** start Data for this task **
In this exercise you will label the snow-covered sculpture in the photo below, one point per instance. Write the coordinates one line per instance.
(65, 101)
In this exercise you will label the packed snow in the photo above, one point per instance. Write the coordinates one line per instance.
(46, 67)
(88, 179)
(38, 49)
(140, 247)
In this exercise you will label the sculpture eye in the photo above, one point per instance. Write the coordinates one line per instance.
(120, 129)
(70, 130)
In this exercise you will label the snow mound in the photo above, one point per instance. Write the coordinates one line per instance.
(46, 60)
** end Data for this task **
** start Data for this task **
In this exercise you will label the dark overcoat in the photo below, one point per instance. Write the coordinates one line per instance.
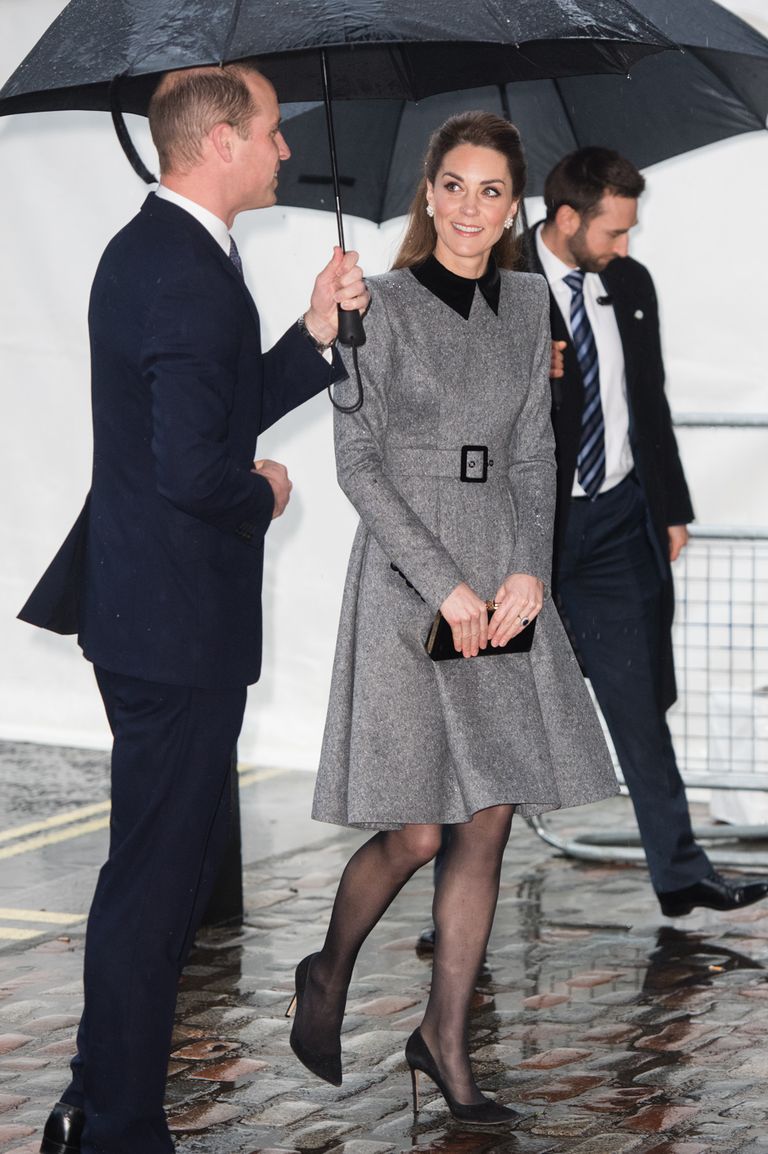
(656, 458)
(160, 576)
** end Data for this task **
** start Data for this task **
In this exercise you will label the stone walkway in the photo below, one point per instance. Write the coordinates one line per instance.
** end Data for this task **
- Stated problem -
Return every line of the entries above that contains the string "snow".

- Exercise result -
In this exercise you will label the snow-covered sculpture in the photo below, one point per instance. Write the coordinates one line per instance.
In this exercise you will label the packed snow in the photo above, one point per instance. Write the coordinates one line per instance.
In this exercise you will label the snow mound in the photo above, one point per instance. Write the coordinates one line per instance.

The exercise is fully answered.